MATERIAL FOR THIS EXERCISE:

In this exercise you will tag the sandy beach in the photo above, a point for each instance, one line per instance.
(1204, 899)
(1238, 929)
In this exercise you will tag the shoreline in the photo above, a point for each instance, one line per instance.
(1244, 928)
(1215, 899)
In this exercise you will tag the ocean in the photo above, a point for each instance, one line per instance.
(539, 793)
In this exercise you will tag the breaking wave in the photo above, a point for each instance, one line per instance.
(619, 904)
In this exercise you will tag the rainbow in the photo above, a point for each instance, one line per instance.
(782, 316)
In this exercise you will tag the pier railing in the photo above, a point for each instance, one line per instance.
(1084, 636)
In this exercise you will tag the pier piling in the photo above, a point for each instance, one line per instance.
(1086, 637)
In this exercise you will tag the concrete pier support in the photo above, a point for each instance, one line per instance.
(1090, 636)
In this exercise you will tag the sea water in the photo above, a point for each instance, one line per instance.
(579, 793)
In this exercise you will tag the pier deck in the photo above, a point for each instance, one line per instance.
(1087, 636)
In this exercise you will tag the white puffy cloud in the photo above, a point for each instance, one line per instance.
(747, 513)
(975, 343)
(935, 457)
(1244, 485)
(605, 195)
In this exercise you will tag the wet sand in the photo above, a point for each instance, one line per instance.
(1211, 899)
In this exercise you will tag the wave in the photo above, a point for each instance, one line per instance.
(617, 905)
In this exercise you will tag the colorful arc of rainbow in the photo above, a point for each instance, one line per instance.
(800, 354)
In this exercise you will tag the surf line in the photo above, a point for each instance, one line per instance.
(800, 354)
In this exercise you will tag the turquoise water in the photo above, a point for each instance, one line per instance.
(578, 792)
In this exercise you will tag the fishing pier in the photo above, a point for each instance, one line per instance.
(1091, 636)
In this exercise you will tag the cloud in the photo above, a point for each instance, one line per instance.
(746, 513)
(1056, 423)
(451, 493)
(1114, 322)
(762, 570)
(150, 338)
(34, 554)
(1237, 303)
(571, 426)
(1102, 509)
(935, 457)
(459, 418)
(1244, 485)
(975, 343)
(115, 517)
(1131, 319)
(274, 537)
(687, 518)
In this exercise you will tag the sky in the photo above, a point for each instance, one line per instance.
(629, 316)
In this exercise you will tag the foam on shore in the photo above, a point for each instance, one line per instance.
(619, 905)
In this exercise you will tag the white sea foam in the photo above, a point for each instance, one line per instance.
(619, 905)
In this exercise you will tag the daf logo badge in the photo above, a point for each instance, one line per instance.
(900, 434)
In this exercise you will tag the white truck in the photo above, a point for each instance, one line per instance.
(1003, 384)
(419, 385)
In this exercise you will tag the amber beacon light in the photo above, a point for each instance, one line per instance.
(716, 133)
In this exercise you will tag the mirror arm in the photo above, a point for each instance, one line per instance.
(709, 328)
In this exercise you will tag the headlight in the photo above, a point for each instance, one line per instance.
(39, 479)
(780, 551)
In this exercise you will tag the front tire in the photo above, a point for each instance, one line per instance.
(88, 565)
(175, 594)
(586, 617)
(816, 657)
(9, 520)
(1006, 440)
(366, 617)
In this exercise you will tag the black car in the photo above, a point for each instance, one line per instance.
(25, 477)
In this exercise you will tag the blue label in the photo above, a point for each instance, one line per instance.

TASK BRIEF: Repeat the entries shown above, every one, word for word.

SOLUTION FOR THIS EXERCISE:
In this exercise you will tag the sandy beach in the photo above, a point for each instance, one line per instance.
(1204, 899)
(1238, 929)
In this exercise you will tag the shoreline in the photo above, a point for each instance, one line per instance.
(1244, 928)
(1215, 899)
In this exercise you will tag the ocean in the photo above, a point for each instance, one line per instance.
(539, 793)
In this exercise you will tag the breaking wave in the photo above, a point for each instance, one line per instance.
(619, 904)
In this exercise you will tag the rainbow in the photo above, a point for each instance, one line per instance.
(782, 316)
In this exercise you will tag the pier railing in the photo above, a point for each instance, one line per instance.
(1084, 636)
In this exercise you will tag the pier piling in the photo above, a point for each instance, one line per instance.
(1086, 637)
In this exercise you will tag the concrete pier support in the photo above, a point for each instance, one line per instance.
(1090, 636)
In this exercise you will tag the sea water in the photo above, a point for each instance, one line per instance.
(579, 793)
In this exercise you will tag the pier deck in the photo above, a point for each instance, one line per instance.
(1087, 636)
In this exercise you will tag the white puffy cloud in the photo above, a point for each instance, one line per instance.
(747, 513)
(975, 343)
(935, 457)
(1244, 485)
(605, 195)
In this exercise you will tag the wet sand in the photo above, a point for each instance, one line per instance.
(1211, 899)
In this exercise you will tag the wave in the photo above, a point for each instance, one line per instance.
(617, 905)
In this exercise you will tag the colorful arc of rainbow in the photo above, a point for each instance, one line per instance.
(800, 354)
In this exercise you will tag the surf line in the photo above, a point for each instance, one line per instance.
(800, 354)
In this exercise you will tag the turquoise water in the photo above, a point for each instance, one line per instance.
(578, 792)
In this exercise you will tag the fishing pier in the photo above, a point for each instance, one line per instance.
(1091, 636)
In this exercise you will tag the cloud in the photo above, a point for each instance, one line per instance.
(746, 513)
(1056, 423)
(451, 493)
(1114, 322)
(762, 570)
(150, 338)
(34, 554)
(1237, 303)
(571, 426)
(1102, 509)
(935, 457)
(459, 418)
(1244, 485)
(975, 343)
(115, 517)
(1131, 319)
(274, 537)
(687, 518)
In this exercise you will tag the sky in the photo above, a point for each instance, one line per instance.
(629, 316)
In this exercise you will tag the foam on shore in the photo above, a point for each instance, one line per instance.
(619, 905)
In this exercise you will tag the white sea foam in the photo above, a point for each instance, one line per instance.
(619, 905)
In this exercise you will tag the daf logo badge in the photo above, a point for each instance, one line per instance.
(900, 434)
In this exercise you will tag the white truck in the photo above, a point for each instance, one line per instance.
(1003, 384)
(419, 385)
In this exercise you will tag the amber beacon light in the photo above, a point for each instance, one line per instance.
(716, 133)
In this exercise you will tag the mirror arm in the photo above, a point for each instance, one line per instance.
(709, 328)
In this exercise you will tag the headlight in the photo above, a point for each instance, one line per instance.
(39, 479)
(780, 551)
In this exercise you will tag the front tire in the photo above, a point for each instance, one line per instance.
(88, 565)
(175, 594)
(586, 617)
(816, 657)
(9, 520)
(1006, 440)
(366, 617)
In this exercise you will tag the black car in the photo above, a point for each instance, one line per instance.
(25, 477)
In this exercise you will tag the blue label in the photo above, a point for each instance, one line per instance.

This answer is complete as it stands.